> **Description of the task**
Copy every one of the entries below word for word, keeping them in the same order.
"""
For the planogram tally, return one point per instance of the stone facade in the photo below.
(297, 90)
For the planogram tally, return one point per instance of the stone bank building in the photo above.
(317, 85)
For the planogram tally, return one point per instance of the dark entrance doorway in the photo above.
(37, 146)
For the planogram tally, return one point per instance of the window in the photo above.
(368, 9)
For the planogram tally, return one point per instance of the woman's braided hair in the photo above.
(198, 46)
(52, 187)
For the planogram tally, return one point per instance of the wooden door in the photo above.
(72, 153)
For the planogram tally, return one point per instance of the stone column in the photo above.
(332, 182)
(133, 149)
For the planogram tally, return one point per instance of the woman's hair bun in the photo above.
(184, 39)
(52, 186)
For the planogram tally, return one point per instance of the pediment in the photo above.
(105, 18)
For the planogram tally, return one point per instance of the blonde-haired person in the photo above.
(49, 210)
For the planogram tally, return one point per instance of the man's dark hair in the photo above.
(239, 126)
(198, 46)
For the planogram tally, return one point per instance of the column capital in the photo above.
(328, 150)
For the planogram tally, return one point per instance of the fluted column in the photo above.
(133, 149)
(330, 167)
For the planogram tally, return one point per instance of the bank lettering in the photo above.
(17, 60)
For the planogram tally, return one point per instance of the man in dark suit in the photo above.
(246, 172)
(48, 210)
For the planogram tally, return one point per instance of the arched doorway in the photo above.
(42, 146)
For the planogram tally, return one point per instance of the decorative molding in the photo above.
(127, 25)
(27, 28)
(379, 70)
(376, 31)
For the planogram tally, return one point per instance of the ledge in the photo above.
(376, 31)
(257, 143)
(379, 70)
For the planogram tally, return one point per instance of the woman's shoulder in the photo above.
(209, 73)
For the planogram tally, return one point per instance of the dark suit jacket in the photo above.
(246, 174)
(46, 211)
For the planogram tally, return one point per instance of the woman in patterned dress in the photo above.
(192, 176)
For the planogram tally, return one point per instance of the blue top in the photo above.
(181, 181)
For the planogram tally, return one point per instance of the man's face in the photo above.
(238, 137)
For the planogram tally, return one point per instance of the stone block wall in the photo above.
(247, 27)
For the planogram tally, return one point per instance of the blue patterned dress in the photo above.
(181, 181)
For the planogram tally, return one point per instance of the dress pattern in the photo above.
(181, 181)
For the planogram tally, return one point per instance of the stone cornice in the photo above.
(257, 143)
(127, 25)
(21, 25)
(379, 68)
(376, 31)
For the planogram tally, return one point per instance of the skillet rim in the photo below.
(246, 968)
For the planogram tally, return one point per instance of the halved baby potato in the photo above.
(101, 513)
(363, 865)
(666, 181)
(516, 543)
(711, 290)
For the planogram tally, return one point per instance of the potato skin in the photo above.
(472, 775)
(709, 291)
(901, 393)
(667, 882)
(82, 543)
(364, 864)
"""
> **Reply**
For the planogram tally, return one point per instance of the stone facade in the photo below.
(297, 90)
For the planogram tally, return one point per instance of the stone bank building in the photo above.
(317, 85)
For the planogram tally, return one point per instance of the dark entrance doorway in the photo above.
(37, 146)
For the planogram tally, return one point per instance of the window in the photo above.
(368, 9)
For the planogram tally, return one point per instance of the woman's braided hair in the photo above.
(198, 46)
(52, 187)
For the planogram tally, return one point per instance of the wooden door in the photo above.
(72, 153)
For the planogram tally, return one point per instance of the stone column in the photo above.
(332, 182)
(133, 149)
For the planogram tally, return one point per instance of the woman's hair bun in the photo above.
(184, 39)
(52, 186)
For the planogram tally, return one point per instance of the pediment in the photo above.
(105, 18)
For the planogram tally, return one point per instance of the blonde-haired person in the photo above.
(49, 210)
For the planogram tally, return one point per instance of the man's dark hair in the photo above.
(239, 126)
(198, 46)
For the planogram tally, return one point per instance of the column capital in the photo above.
(328, 150)
For the planogram tally, return one point per instance of the fluted column in the photo above.
(133, 149)
(330, 167)
For the planogram tally, return one point per instance of the bank lettering in the photo above.
(17, 60)
For the planogram tally, return one point per instance of the man in dark suit in the photo above.
(246, 172)
(48, 210)
For the planogram tally, return one point per instance of the arched doorway in the photo above.
(42, 146)
For the planogram tally, return one point per instance of the decorative molding in the photo above.
(127, 25)
(27, 28)
(379, 70)
(376, 31)
For the planogram tally, return one point per instance of the ledge in the photo above.
(376, 31)
(257, 143)
(379, 70)
For the planogram tally, return one point per instance of the woman's shoulder in the photo above.
(209, 73)
For the planogram tally, return one point per instance of the dark suit jacket in the photo above.
(246, 174)
(46, 211)
For the planogram tally, return one point per instance of the woman in patterned dress in the photo above.
(192, 176)
For the planogram tally, return one point per instance of the blue top in the photo above.
(181, 181)
For the planogram tally, return one point per instance of the man's face in the photo above.
(238, 137)
For the planogram tally, return one point per instance of the stone block wall in the photo above.
(247, 27)
For the planogram tally, return one point per instance of the blue patterned dress in the photo above.
(181, 181)
For the planogram tally, return one point per instance of the dress pattern in the photo above.
(181, 181)
For the planogram tally, return one point per instance of the stone cornice in the photo above.
(257, 143)
(127, 25)
(21, 25)
(379, 68)
(376, 31)
For the planogram tally, return one point per instance of the skillet rim in the photo below.
(246, 968)
For the planogram tally, return one point per instance of the halved baby potato in the photo above.
(101, 513)
(363, 865)
(666, 181)
(516, 543)
(711, 290)
For the planogram tally, return one point per instance of the potato skin in the photo above.
(472, 775)
(709, 291)
(901, 393)
(667, 882)
(82, 543)
(364, 864)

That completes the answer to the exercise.